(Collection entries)
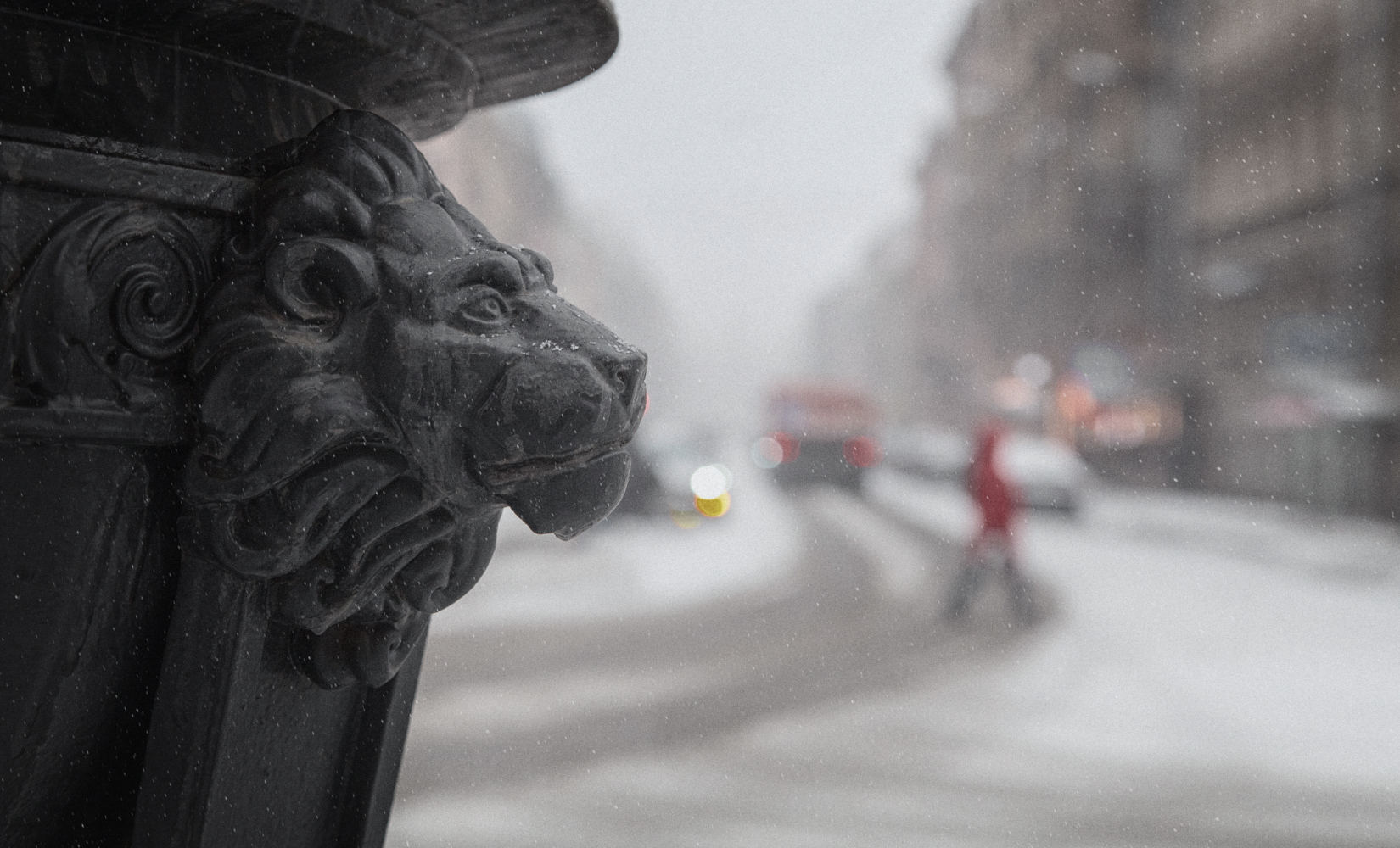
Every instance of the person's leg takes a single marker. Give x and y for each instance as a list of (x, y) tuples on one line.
[(965, 585), (1018, 591)]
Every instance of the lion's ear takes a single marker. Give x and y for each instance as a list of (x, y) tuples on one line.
[(318, 280)]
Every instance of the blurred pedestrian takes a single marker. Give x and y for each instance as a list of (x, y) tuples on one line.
[(999, 505)]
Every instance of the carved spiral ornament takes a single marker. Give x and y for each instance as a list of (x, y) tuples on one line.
[(153, 312), (154, 303)]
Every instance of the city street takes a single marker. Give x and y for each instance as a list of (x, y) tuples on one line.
[(1206, 672)]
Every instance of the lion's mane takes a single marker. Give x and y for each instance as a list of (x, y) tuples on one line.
[(297, 476)]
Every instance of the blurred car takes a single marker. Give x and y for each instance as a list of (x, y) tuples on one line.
[(930, 454), (664, 456), (1049, 473), (824, 432)]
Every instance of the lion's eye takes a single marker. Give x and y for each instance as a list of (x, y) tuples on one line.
[(484, 305)]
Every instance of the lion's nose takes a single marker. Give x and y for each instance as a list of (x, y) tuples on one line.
[(628, 376)]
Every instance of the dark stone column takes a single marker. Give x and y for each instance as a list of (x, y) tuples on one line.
[(211, 616)]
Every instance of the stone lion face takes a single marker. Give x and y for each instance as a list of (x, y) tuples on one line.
[(486, 367), (379, 377)]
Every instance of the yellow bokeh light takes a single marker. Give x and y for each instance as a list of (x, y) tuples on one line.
[(713, 507)]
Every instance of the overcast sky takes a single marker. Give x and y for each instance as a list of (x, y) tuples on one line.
[(749, 153)]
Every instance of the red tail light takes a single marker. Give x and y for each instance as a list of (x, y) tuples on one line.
[(790, 445)]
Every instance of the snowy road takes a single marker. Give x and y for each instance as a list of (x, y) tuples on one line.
[(1214, 672)]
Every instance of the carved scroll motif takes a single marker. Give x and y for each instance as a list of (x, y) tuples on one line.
[(96, 324), (378, 378)]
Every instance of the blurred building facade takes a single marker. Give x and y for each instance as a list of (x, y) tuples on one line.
[(1184, 208)]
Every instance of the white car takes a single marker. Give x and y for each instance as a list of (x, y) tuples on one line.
[(1049, 473), (930, 454)]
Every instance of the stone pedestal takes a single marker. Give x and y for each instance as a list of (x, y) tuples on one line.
[(150, 690)]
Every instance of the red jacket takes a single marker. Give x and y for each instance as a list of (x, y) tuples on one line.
[(994, 494)]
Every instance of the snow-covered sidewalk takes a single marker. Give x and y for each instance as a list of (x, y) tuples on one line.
[(1197, 634)]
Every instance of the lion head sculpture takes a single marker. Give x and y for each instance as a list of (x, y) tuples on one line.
[(379, 378)]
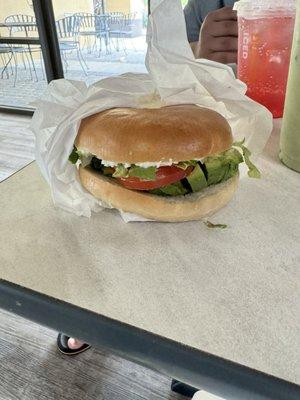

• Problem requirements: Copy the rows word for word, from the beginning through the line with "[(484, 305)]", and leave out the pictures.

• Final result:
Every instance of the person's leg takes a single marker. Give x and y for each instance as a list of (x, y) tuples on one line.
[(965, 585), (1018, 591)]
Every instance of the lion's ear takes a single marker. Give x and y for each instance as a list of (x, y) tuples on one line.
[(318, 280)]
Every instance of the blurred pedestrian takes a single marker. Give x and y for each instance as a list of (x, y) tuples on one line.
[(999, 505)]
Every instance of the carved spiral ornament takes a single marker. Give x and y for each instance as a list of (x, y) tuples on one line.
[(153, 312), (154, 303)]
Every instance of the city street takes a single marker. Give x and y for each instance as a list of (x, y) tuples on one line.
[(1206, 672)]
Every instance of the lion's mane takes a single marker. Give x and y for each instance as a list of (x, y) tuples on one line.
[(297, 476)]
Every instance of the blurred car takes a single marker. Give x and y for each instance as a list of (x, y) tuples on one line.
[(930, 454), (664, 456), (1049, 473), (824, 432)]
Every instance of the lion's eye takes a single marker. Give x and y for each instance as a list of (x, y) tuples on one line.
[(484, 305)]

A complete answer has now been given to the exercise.